(Given records)

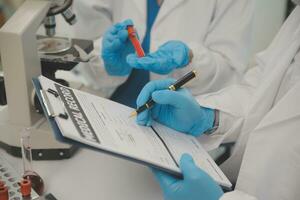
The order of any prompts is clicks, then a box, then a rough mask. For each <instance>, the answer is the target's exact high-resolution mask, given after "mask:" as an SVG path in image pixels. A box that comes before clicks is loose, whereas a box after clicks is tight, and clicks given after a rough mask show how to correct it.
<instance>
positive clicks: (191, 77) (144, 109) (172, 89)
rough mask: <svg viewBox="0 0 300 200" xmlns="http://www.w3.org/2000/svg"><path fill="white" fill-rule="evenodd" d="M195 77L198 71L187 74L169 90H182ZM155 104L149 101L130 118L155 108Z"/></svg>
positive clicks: (139, 107)
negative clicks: (152, 107) (181, 87)
mask: <svg viewBox="0 0 300 200" xmlns="http://www.w3.org/2000/svg"><path fill="white" fill-rule="evenodd" d="M195 77H196V71H191V72H189V73H187V74H186V75H184V76H183V77H182V78H180V79H178V80H177V81H176V82H175V83H174V84H172V85H170V86H169V87H168V89H169V90H172V91H176V90H178V89H179V88H181V87H182V86H183V85H184V84H186V83H187V82H189V81H190V80H192V79H193V78H195ZM154 104H155V102H154V101H153V99H149V100H148V101H147V103H145V104H144V105H142V106H141V107H139V108H138V109H136V110H135V111H134V112H132V113H131V115H130V117H134V116H136V115H138V114H140V113H141V112H143V111H145V110H147V109H150V108H152V106H154Z"/></svg>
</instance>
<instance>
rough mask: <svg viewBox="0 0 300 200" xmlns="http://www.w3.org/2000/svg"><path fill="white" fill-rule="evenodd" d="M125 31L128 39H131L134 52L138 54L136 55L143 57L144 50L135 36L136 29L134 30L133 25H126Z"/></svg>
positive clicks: (136, 53) (144, 53)
mask: <svg viewBox="0 0 300 200" xmlns="http://www.w3.org/2000/svg"><path fill="white" fill-rule="evenodd" d="M127 31H128V37H129V40H130V41H131V43H132V45H133V47H134V49H135V51H136V54H137V55H138V57H144V56H145V52H144V50H143V48H142V45H141V43H140V41H139V39H138V37H137V34H136V31H135V29H134V27H133V25H129V26H127Z"/></svg>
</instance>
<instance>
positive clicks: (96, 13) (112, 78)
mask: <svg viewBox="0 0 300 200" xmlns="http://www.w3.org/2000/svg"><path fill="white" fill-rule="evenodd" d="M74 10H75V12H76V14H77V16H78V17H77V18H78V23H77V24H76V26H75V30H76V31H75V32H76V34H75V35H76V36H77V37H79V38H84V39H89V40H94V50H93V52H92V53H91V54H92V56H93V58H92V59H91V60H90V61H89V62H88V63H86V64H81V65H79V66H78V67H77V68H76V71H79V73H80V75H81V76H83V77H84V79H85V80H86V82H87V83H88V85H89V86H90V87H92V88H93V89H94V90H97V91H98V92H99V95H100V96H103V97H110V96H111V95H112V93H113V92H114V91H115V89H116V88H117V87H118V86H120V85H121V84H122V83H124V82H125V81H126V80H127V78H128V77H127V76H125V77H121V76H110V75H108V74H107V72H106V70H105V67H104V62H103V60H102V58H101V51H102V45H101V44H102V35H103V33H104V32H105V30H106V29H107V28H108V27H109V26H111V25H112V21H113V20H112V12H113V7H112V1H110V0H89V1H84V0H75V2H74Z"/></svg>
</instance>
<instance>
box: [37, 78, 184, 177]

(End Given records)

What this task involves ▸
Please repeat the lines above with "rough mask" swapped for "coarse mask" wherever it occurs, changing nothing else. Leave the pictures out.

Output below ▸
The order of any prompts is clicks, then a box, then a coarse mask. For each <instance>, the answer is the target's exact high-resolution mask, given after "mask:" as an SVG path in image pixels. A box that comes before clicks is loose, whereas a box after clicks is tight, and clicks given after a coarse mask show how to correct it.
<instance>
positive clicks: (191, 77) (144, 109) (172, 89)
coarse mask: <svg viewBox="0 0 300 200" xmlns="http://www.w3.org/2000/svg"><path fill="white" fill-rule="evenodd" d="M195 77L198 71L187 74L169 90H182ZM155 104L149 101L130 118L155 108Z"/></svg>
positive clicks: (139, 107)
negative clicks: (152, 107) (181, 87)
mask: <svg viewBox="0 0 300 200" xmlns="http://www.w3.org/2000/svg"><path fill="white" fill-rule="evenodd" d="M195 77H196V71H191V72H189V73H187V74H186V75H184V76H183V77H182V78H180V79H178V80H177V81H176V82H175V83H174V84H172V85H170V86H169V87H168V89H169V90H172V91H176V90H178V89H179V88H181V87H182V86H183V85H184V84H186V83H187V82H189V81H190V80H192V79H193V78H195ZM154 104H155V102H154V101H153V99H149V100H148V101H147V103H145V104H144V105H142V106H141V107H139V108H138V109H136V110H135V111H134V112H132V113H131V115H130V117H134V116H136V115H138V114H140V113H141V112H143V111H145V110H147V109H150V108H152V106H154Z"/></svg>
</instance>
<instance>
coarse mask: <svg viewBox="0 0 300 200" xmlns="http://www.w3.org/2000/svg"><path fill="white" fill-rule="evenodd" d="M125 31L128 39H131L134 52L138 54L136 55L143 57L144 50L135 36L136 29L134 30L133 25H126Z"/></svg>
positive clicks: (136, 53) (144, 53)
mask: <svg viewBox="0 0 300 200" xmlns="http://www.w3.org/2000/svg"><path fill="white" fill-rule="evenodd" d="M127 31H128V37H129V40H130V41H131V43H132V45H133V47H134V49H135V51H136V54H137V55H138V57H144V56H145V52H144V50H143V48H142V45H141V43H140V41H139V39H138V37H137V34H136V31H135V29H134V27H133V25H129V26H127Z"/></svg>
</instance>
<instance>
positive clicks: (96, 13) (112, 78)
mask: <svg viewBox="0 0 300 200" xmlns="http://www.w3.org/2000/svg"><path fill="white" fill-rule="evenodd" d="M74 10H75V12H76V14H77V16H78V17H77V18H78V23H77V24H76V26H75V30H76V31H75V32H76V34H75V35H76V36H77V37H79V38H84V39H89V40H94V50H93V52H92V53H91V54H92V56H93V58H92V59H91V60H90V61H89V62H88V63H86V64H81V65H79V66H78V67H77V68H76V71H79V73H80V75H81V76H83V77H84V79H85V80H86V82H87V83H88V85H89V86H90V87H92V88H93V89H94V90H97V91H98V92H99V95H100V96H103V97H110V96H111V95H112V93H113V92H114V91H115V89H116V88H117V87H118V86H120V85H121V84H122V83H124V82H125V81H126V80H127V78H128V77H127V76H125V77H121V76H110V75H108V74H107V72H106V70H105V67H104V62H103V60H102V58H101V51H102V45H101V44H102V35H103V33H104V32H105V30H106V29H107V28H108V27H109V26H111V25H112V21H113V20H112V12H113V7H112V1H110V0H89V1H84V0H75V2H74Z"/></svg>
</instance>
<instance>
box: [37, 78, 184, 177]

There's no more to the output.